Stored dataset items:
"""

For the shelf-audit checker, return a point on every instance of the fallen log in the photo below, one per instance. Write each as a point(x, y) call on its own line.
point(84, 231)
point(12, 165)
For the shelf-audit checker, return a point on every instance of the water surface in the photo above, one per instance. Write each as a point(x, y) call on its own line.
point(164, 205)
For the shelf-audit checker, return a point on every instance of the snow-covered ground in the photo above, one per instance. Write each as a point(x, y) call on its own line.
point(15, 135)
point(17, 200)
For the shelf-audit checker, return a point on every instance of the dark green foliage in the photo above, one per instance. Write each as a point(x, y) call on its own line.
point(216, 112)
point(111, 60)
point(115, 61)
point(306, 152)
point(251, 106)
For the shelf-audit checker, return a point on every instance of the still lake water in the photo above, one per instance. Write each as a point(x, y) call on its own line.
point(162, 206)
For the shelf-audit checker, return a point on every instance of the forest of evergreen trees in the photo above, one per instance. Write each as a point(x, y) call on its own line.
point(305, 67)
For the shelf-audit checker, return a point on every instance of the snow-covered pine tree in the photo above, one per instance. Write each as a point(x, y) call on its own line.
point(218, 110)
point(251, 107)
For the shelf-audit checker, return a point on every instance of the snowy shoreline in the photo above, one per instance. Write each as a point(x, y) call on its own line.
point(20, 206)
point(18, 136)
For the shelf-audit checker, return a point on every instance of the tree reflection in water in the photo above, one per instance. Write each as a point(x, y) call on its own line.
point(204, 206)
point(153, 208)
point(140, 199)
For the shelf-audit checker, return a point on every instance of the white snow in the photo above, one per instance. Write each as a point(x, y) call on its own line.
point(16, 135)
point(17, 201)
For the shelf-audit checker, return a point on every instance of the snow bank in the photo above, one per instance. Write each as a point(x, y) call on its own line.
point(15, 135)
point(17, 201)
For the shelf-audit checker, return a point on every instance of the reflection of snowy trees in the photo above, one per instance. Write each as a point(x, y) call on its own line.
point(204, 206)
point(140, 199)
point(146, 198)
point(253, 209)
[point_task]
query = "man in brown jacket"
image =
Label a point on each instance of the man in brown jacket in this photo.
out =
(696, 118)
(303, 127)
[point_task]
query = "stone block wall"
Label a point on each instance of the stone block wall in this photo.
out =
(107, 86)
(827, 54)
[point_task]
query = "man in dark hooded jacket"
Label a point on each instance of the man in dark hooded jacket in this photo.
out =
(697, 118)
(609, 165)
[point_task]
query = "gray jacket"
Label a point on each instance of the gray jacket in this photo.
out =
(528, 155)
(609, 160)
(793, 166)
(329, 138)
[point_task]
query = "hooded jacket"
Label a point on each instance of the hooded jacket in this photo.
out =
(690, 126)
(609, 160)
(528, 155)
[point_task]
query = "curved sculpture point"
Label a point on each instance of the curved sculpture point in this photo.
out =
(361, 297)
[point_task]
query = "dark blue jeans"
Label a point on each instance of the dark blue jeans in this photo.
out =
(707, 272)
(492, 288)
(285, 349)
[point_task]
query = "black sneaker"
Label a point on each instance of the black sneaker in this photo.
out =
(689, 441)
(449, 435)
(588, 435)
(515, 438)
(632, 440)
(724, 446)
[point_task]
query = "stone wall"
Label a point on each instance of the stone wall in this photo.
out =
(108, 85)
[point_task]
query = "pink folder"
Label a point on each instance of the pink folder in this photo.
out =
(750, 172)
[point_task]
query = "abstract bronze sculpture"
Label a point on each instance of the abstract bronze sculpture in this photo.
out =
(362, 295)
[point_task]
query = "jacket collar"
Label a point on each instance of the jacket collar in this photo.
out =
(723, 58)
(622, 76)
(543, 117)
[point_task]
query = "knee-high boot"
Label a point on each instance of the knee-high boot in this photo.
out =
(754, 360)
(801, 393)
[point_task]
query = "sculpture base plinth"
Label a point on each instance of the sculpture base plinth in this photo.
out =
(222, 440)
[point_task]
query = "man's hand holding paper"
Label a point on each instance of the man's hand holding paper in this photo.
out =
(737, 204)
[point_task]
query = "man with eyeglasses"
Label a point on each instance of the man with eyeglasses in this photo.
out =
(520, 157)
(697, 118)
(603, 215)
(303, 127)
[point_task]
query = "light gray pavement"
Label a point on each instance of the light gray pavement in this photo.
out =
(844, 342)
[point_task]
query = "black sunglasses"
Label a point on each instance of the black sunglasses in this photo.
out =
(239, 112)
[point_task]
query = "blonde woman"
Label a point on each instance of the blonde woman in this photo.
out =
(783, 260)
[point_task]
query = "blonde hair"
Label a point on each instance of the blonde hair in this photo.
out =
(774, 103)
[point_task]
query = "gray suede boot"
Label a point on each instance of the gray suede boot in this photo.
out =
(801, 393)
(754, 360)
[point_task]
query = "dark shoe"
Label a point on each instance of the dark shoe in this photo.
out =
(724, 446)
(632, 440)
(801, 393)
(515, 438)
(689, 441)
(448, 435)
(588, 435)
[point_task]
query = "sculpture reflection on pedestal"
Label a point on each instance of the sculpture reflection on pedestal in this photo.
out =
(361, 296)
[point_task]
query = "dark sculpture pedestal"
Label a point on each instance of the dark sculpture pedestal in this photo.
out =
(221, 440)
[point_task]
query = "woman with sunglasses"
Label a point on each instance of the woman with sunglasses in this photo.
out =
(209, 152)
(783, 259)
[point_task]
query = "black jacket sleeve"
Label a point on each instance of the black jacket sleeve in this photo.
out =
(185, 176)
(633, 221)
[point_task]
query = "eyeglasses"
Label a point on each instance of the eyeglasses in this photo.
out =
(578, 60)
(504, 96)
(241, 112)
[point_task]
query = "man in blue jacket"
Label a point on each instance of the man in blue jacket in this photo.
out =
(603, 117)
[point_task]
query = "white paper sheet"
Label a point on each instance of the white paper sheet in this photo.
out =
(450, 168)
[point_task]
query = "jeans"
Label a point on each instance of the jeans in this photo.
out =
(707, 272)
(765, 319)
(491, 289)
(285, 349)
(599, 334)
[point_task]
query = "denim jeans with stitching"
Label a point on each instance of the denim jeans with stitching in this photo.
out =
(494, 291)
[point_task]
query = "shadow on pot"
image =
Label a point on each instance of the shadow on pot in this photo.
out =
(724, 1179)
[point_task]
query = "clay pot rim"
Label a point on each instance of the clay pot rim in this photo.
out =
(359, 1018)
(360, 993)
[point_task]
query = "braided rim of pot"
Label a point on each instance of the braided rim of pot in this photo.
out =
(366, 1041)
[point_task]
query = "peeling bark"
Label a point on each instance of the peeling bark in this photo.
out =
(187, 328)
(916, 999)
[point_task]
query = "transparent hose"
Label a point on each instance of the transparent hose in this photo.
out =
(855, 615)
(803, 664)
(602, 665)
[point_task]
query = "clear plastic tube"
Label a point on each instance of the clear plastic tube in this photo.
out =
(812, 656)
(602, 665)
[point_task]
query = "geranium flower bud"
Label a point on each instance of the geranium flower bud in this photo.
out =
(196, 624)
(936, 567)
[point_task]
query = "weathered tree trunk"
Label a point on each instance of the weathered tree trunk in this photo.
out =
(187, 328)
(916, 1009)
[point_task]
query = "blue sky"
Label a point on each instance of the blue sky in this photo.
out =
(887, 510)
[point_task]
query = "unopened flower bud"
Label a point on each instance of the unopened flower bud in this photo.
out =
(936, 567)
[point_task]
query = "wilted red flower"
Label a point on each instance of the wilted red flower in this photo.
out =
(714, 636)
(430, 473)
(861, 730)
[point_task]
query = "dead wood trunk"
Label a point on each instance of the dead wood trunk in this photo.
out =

"""

| Task objective |
Copy the data. Make sure every line matches exactly.

| Response area |
For the shelf-audit checker, return a point on every instance of the fallen log in the photo below, one per instance. Write each as a point(x, y) call on its own line.
point(84, 231)
point(12, 165)
For the shelf-audit checker, return a point on every instance of the water surface in the photo above, one per instance. Write each as a point(x, y) call on its own line.
point(164, 205)
For the shelf-audit checker, return a point on every instance of the snow-covered ground in the photo above, one per instance. Write each as a point(x, y) call on its own line.
point(15, 135)
point(17, 200)
For the shelf-audit checker, return a point on every instance of the dark green foliage in the photo above, one per instance. Write each as a point(x, y) call on its own line.
point(216, 112)
point(111, 60)
point(115, 61)
point(306, 152)
point(251, 106)
For the shelf-audit checker, return a point on every instance of the still lake water in the photo above, one per instance. Write each as a point(x, y) call on its own line.
point(162, 206)
For the shelf-audit checker, return a point on every instance of the forest of evergreen trees in the photo above, one per instance. Write each as a point(x, y) call on its own line.
point(305, 67)
For the shelf-audit checker, return a point on every instance of the snow-covered pine tree in the photo above, one per instance. Write each as a point(x, y) call on its own line.
point(218, 110)
point(251, 107)
For the shelf-audit checker, return a point on every instance of the snowy shoreline in the photo above, one per instance. Write each as a point(x, y) call on its own line.
point(20, 206)
point(18, 136)
For the shelf-audit checker, return a point on every instance of the tree reflection in water in the photo above, one per instance. Write each as a point(x, y) call on its own line.
point(204, 206)
point(153, 208)
point(140, 199)
For the shelf-audit checker, return a point on every instance of the white snow in the photo above, one per instance. Write each as a point(x, y) call on its own line.
point(16, 135)
point(17, 201)
For the shelf-audit checker, return a point on every instance of the snow bank in the photo above, one per instance. Write each as a point(x, y) call on its own line.
point(15, 135)
point(17, 201)
For the shelf-audit checker, return a point on every instance of the reflection of snowy trees in the photo above, one per instance. Write each as a point(x, y) call on its own line.
point(204, 206)
point(140, 199)
point(146, 198)
point(253, 209)
[point_task]
query = "man in brown jacket"
image =
Label a point on each instance of the man in brown jacket in this photo.
out =
(696, 118)
(303, 127)
[point_task]
query = "stone block wall"
Label a point on each instance of the stone block wall in this photo.
out =
(107, 86)
(827, 54)
[point_task]
query = "man in dark hooded jacket"
Label a point on each instance of the man in dark hooded jacket in this photo.
out =
(697, 118)
(609, 165)
[point_task]
query = "gray jacket"
Label a point on each instance of the gray jacket in this photo.
out =
(528, 155)
(609, 160)
(793, 166)
(329, 138)
[point_task]
query = "hooded jacket"
Label a point on each instance of the hooded jacket in this photo.
out =
(690, 126)
(609, 160)
(528, 155)
[point_task]
query = "curved sculpture point"
Label a point on each instance of the curved sculpture point in this photo.
out =
(361, 297)
[point_task]
query = "dark blue jeans"
Label a point on each instance of the dark blue jeans in this photo.
out =
(707, 272)
(492, 288)
(285, 349)
[point_task]
query = "black sneaker"
Label a point on each instance of the black sneaker in this photo.
out =
(689, 441)
(449, 435)
(588, 435)
(515, 438)
(632, 440)
(724, 446)
[point_task]
query = "stone wall"
Label a point on each instance of the stone wall in this photo.
out =
(108, 85)
[point_task]
query = "pink folder"
Label a point on each instance of the pink folder in this photo.
out =
(750, 172)
[point_task]
query = "abstract bronze sculpture"
Label a point on each instance of the abstract bronze sculpture in this photo.
out =
(362, 295)
[point_task]
query = "jacket collar"
Label a point on each instance of the jacket collar in this photo.
out =
(723, 58)
(622, 76)
(543, 117)
[point_task]
query = "knee-high boot"
Label a point on each instance of the knee-high boot in this photo.
out =
(754, 360)
(801, 393)
[point_task]
query = "sculpture base plinth"
Label a point on each instance of the sculpture base plinth in this photo.
out =
(222, 440)
[point_task]
query = "man's hand holding paper"
Label a point on each instance of the man's hand holding paper in this photo.
out =
(737, 204)
[point_task]
query = "man with eyeglasses"
Label a point on each instance of the man with eyeglasses in this photo.
out =
(520, 157)
(697, 118)
(603, 215)
(303, 127)
[point_task]
query = "light gray pavement"
Label a point on each instance of the light gray pavement in this photo.
out =
(844, 342)
[point_task]
query = "black sunglasses"
Label a point on each instance of the black sunglasses in this photo.
out =
(239, 112)
[point_task]
query = "blonde woman"
Label a point on each instance of the blonde woman in this photo.
out =
(783, 260)
[point_task]
query = "blonde hair"
Label a point on each instance of the blonde hair in this photo.
out =
(774, 103)
[point_task]
query = "gray suede boot"
Label a point on each instance of the gray suede boot in this photo.
out =
(801, 393)
(754, 360)
[point_task]
query = "dark shoe"
Label a point on each instance of the dark shoe in this photo.
out =
(724, 446)
(632, 440)
(801, 393)
(515, 438)
(689, 441)
(448, 435)
(588, 435)
[point_task]
query = "sculpture reflection on pedestal"
Label a point on each instance of the sculpture reflection on pedestal in this photo.
out =
(361, 296)
[point_task]
query = "dark sculpture pedestal"
Label a point on each instance of the dark sculpture pedestal in this photo.
out =
(221, 440)
[point_task]
query = "woman with sunglasses"
Label a point on each instance of the woman with sunglasses in this photo.
out =
(209, 152)
(783, 259)
[point_task]
query = "black jacket sleeve"
Label a point on each instance of the black jacket sleeve in this photo.
out =
(185, 176)
(633, 221)
[point_task]
query = "eyeglasses"
Label a point on each instance of the eyeglasses in this photo.
out =
(578, 60)
(504, 96)
(241, 112)
[point_task]
query = "man in blue jacket"
Label a point on each instance of the man in blue jacket in this photo.
out =
(603, 117)
[point_task]
query = "white paper sheet"
Label a point on each instance of the white paper sheet in this photo.
out =
(450, 168)
[point_task]
query = "jeans"
Label a point on each instance of the jeans in this photo.
out =
(707, 272)
(765, 319)
(491, 289)
(285, 349)
(599, 334)
[point_task]
query = "denim jeans with stitching"
Label a point on each instance of the denim jeans with stitching in this photo.
out =
(494, 291)
[point_task]
query = "shadow on pot"
image =
Label a point on each instance of the shadow on pot in this photo.
out =
(724, 1179)
[point_task]
query = "clay pot rim"
Label a point on each instance of the clay pot rim in this photo.
out =
(359, 1018)
(360, 993)
[point_task]
query = "braided rim of pot"
Label a point on each instance of the braided rim of pot in this photo.
out =
(366, 1041)
[point_task]
query = "peeling bark"
Label a point on each instance of the peeling bark in this photo.
out =
(187, 328)
(916, 999)
[point_task]
query = "transparent hose"
Label a point on each instance of the transparent hose in this photo.
out =
(855, 615)
(803, 664)
(602, 665)
[point_task]
query = "clear plastic tube"
Label a point on each instance of the clear plastic tube in this photo.
out =
(812, 656)
(602, 665)
[point_task]
query = "geranium flower bud"
Label a point on each instance of the geranium flower bud in this photo.
out =
(196, 624)
(936, 567)
[point_task]
query = "weathered tree trunk"
Label a point on each instance of the weathered tree trunk in this photo.
out =
(187, 328)
(916, 1009)
[point_task]
query = "blue sky"
Label a point on each instance of the blue sky in this photo.
out =
(887, 510)
[point_task]
query = "unopened flower bud"
Label a point on each instance of the unopened flower bud in this photo.
out =
(936, 567)
[point_task]
query = "wilted red flower"
Label a point on each instance of the wilted red flower in this photo.
out =
(714, 636)
(430, 473)
(861, 730)
[point_task]
query = "dead wood trunk"
Label a point on each instance of the dead wood trunk in this photo.
out =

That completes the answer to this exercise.